◆ Belge:
□ □ □ □ □

Zararlandırıcı sigorta olayının iş kazası sayılması için, 1) sigorta olayına maruz kalan kişinin sigortalı olması, 2) sigorta olayının maddede sayılı sınırlı olarak belirtilen hal ve durumlardan birinde meydana gelmesi koşuldur. Başka bir anlatımla, sigorta olayının, iş kazası sayılabilmesi için iki koşulun birlikte gerçekleşmesi zorunlu olup iş kazası tespiti davaları bakımından özel olarak belirlenmiş bir ispat yöntemi de yoktur. Bu davaların her türlü delille ispatı mümkündür. Olayın iş kazası sayılması gerektiğinin tespitine ilişkin davanın asıl amacı, 5510 sayılı Yasa gereğince hak sahiplerine iş kazası sigorta kolundan gelir bağlanmasının teminine yöneliktir. Diğer yandan bir sosyal sigorta olayının iş kazası sayılıp sayılmaması işverenin dahi hak alanını ilgilendirir. Zira işveren kusurlu ve de olayda iş kazası ise, kurum bağladığı gelirin peşin değerini işverenden isteyebilecektir....

□ □ □ □ □

◆ Görevler:
[a] Aşağıdaki ifadelerin iş kazası tespitine ilişkin metinle uyuşup uyuşmadığını belirtiniz. Her biri için evet veya hayır yazınız ve karara esas olan sözleri metinden aynen aktarınız: (i) İş kazası tespiti davalarında özel olarak belirlenmiş bir ispat yöntemi vardır. (ii) Sigorta olayının iş kazası sayılması için iki koşulun birlikte gerçekleşmesi gerekir. (iii) Bu davaların asıl amacı, hak sahiplerine iş kazası sigorta kolundan gelir bağlanmasını sağlamaktır.
[b] İş kazası tespitine ilişkin metne göre, bir sosyal sigorta olayının iş kazası sayılıp sayılmaması neden işverenin hak alanını da ilgilendirir? Bir ile üç cümle arasında açıklayınız.
[c] İş kazası tespitine ilişkin metni, gösterilen son cümleden sonra devam ettiriniz.

□ □ □ □ □

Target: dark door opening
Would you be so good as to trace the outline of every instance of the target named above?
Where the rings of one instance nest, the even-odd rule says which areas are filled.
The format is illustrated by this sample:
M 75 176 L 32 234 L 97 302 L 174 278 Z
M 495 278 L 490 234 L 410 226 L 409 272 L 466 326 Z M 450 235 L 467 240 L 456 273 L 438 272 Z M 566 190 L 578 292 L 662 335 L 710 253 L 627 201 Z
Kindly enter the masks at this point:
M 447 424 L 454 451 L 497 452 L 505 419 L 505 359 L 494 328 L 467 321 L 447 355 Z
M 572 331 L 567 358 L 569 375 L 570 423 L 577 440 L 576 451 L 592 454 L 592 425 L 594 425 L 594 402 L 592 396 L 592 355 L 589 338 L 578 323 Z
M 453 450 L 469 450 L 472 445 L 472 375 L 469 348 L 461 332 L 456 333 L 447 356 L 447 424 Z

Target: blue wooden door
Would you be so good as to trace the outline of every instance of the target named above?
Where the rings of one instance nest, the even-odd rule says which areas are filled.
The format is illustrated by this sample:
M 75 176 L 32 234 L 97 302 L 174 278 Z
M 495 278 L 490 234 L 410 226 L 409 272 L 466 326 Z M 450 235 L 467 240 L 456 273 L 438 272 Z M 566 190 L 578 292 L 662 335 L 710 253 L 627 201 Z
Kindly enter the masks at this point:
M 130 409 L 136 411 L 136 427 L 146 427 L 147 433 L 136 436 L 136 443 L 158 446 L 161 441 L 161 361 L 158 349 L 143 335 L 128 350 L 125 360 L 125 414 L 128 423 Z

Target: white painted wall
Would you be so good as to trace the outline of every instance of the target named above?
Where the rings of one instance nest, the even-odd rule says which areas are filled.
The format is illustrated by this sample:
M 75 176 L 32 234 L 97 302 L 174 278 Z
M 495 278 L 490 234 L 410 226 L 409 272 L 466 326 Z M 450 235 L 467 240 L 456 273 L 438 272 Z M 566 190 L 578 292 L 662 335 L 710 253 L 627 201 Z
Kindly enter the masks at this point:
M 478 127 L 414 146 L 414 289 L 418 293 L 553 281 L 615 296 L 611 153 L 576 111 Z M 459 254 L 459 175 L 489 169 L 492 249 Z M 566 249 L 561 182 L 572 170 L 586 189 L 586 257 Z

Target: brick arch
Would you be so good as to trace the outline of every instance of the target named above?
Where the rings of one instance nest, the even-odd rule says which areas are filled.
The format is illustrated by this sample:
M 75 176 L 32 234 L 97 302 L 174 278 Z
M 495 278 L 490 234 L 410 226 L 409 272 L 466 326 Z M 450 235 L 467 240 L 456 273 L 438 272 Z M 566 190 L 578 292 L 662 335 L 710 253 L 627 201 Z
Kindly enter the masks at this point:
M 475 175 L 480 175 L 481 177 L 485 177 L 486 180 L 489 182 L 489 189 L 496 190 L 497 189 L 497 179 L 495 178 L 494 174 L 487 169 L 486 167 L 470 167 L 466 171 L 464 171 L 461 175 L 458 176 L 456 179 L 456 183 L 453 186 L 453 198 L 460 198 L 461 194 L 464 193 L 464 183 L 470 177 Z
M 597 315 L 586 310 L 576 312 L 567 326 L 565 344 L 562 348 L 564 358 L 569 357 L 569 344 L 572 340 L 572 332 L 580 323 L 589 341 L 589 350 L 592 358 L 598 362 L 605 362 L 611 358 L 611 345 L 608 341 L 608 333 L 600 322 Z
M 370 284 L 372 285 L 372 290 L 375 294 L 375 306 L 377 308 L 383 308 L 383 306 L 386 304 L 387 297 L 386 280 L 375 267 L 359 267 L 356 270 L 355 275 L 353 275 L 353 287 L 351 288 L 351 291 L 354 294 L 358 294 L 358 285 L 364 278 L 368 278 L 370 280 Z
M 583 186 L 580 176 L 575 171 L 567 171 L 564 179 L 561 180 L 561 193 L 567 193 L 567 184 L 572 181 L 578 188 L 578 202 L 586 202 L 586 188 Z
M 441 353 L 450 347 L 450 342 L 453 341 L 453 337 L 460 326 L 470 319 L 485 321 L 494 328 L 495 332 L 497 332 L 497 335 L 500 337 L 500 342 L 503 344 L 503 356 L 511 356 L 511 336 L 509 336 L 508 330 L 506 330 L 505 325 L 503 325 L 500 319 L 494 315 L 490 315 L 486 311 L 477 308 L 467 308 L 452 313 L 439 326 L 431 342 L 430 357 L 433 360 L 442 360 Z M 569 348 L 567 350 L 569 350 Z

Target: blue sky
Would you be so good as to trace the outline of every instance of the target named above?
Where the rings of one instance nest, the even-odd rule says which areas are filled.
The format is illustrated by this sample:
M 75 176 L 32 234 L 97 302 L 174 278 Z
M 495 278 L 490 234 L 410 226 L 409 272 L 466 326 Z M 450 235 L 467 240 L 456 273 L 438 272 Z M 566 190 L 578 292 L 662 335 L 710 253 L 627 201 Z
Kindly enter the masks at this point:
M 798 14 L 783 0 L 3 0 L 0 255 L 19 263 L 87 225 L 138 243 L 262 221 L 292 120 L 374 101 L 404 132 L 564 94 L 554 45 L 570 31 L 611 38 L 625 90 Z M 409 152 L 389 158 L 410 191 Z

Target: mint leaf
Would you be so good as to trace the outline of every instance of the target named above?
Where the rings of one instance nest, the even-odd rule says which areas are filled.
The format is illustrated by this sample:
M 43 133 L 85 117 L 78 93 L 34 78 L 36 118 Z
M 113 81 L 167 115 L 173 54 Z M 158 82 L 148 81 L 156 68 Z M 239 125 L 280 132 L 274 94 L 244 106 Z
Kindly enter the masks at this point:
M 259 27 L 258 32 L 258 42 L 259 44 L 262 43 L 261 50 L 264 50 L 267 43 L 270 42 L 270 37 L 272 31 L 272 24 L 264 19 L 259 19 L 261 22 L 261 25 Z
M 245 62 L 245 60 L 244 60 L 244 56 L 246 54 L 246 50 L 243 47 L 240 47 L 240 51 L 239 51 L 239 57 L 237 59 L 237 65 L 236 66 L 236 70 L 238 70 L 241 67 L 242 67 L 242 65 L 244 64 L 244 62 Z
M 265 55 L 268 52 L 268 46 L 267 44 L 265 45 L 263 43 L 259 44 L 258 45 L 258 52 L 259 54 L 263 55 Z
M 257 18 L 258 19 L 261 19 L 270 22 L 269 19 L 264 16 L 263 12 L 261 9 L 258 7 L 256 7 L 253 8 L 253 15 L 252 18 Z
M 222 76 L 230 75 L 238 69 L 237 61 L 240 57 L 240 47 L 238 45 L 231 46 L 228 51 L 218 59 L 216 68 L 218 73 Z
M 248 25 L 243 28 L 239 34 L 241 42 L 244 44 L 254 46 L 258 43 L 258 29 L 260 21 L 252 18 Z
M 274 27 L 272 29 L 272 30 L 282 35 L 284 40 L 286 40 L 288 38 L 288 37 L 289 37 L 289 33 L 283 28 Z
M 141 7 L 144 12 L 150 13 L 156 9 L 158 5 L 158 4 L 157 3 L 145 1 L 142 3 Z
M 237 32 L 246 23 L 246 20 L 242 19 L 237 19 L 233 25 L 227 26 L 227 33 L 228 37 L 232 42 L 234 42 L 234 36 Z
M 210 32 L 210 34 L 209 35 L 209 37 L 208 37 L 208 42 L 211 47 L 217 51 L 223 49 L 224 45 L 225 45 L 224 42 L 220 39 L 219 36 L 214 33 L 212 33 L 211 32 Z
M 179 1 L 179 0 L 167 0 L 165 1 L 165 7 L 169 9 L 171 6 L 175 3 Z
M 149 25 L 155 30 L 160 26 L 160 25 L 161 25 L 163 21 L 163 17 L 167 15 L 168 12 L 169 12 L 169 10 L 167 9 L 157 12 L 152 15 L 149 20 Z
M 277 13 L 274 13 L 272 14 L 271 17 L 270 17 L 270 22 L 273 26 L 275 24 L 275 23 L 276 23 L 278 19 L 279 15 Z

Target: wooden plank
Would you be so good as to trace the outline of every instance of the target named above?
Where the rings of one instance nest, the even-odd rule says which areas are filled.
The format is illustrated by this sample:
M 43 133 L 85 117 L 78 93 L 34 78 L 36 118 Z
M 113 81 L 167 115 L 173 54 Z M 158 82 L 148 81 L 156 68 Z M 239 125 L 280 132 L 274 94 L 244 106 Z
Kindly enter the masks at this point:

□ □ □ □ □

◆ Görevlere Göre Yanıtlar:
[a]
(i) Hayır: "iş kazası tespiti davaları bakımından özel olarak belirlenmiş bir ispat yöntemi de yoktur"
(ii) Evet: "iki koşulun birlikte gerçekleşmesi zorunlu olup"
(iii) Evet: "hak sahiplerine iş kazası sigorta kolundan gelir bağlanmasının teminine yöneliktir"

[b] İşveren kusurluysa ve olay iş kazası sayılıyorsa, kurum bağladığı gelirin peşin değerini işverenden isteyebilecektir. Bu nedenle olayın nitelendirilmesi işverenin hak alanını da doğrudan etkiler.

[c]
Öte yandan, 5510 sayılı Yasa’nın 18 nci maddesinde Kurumca yetkilendirilen hekim veya sağlık kurullarından istirahat raporu alınmış olması şartıyla; iş kazası nedeniyle iş göremezliğe uğrayan sigortalıya her gün için geçici iş göremezlik ödeneği verileceği, 19 ncu maddesinde iş kazası sonucu oluşan hastalık ve özürler nedeniyle Kurumca yetkilendirilen sağlık hizmeti sunucularının sağlık Kurulları tarafından verilen raporlara istinaden Kurum Sağlık Kurulunca meslekte kazanma gücü en az %10 oranında azalmış bulunduğu tespit edilen sigortalıya sürekli iş göremezlik geliri bağlanacağı bildirilmiştir. Somut olayda iş kazası olduğu iddia olunan olayın ....na bildirilmediği anlaşılmaktadır. Kurumca sigortalıya gelir bağlanabilmesi için öncelikle zararlandırıcı olayın iş kazası niteliğince olup olmadığının tespiti ön sorundur. İş kazasının tespiti ile ilgili ihtilaf ....nun hak alanının doğrudan ilgilendirmekte olup tazminat davasında kurum taraf değildir....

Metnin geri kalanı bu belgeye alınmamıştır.